[Source records]
..........

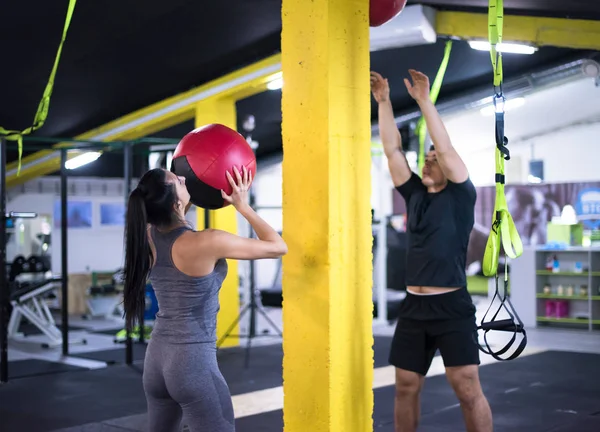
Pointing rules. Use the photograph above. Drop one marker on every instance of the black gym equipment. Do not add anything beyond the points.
(27, 299)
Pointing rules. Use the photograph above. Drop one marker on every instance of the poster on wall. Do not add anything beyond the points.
(79, 214)
(112, 214)
(532, 206)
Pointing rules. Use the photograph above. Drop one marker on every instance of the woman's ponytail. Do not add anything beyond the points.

..........

TASK REQUIREMENTS. All entries must be output exactly as they stand, and every picture must be left out.

WRITTEN SOLUTION.
Pointing rules. Use the photograph above. Drop one marker on every instance of the black gym equipment. Do not add anything beyond the points.
(27, 299)
Pointing rules. Use the photograph above. Drop one marker on every instance of the poster on wall. Do not add anything beyond the points.
(79, 214)
(112, 214)
(532, 206)
Pointing rules. Use the photograph above. Drop one marker on every instance of the woman's ponytail. Do not add anything beyond the points.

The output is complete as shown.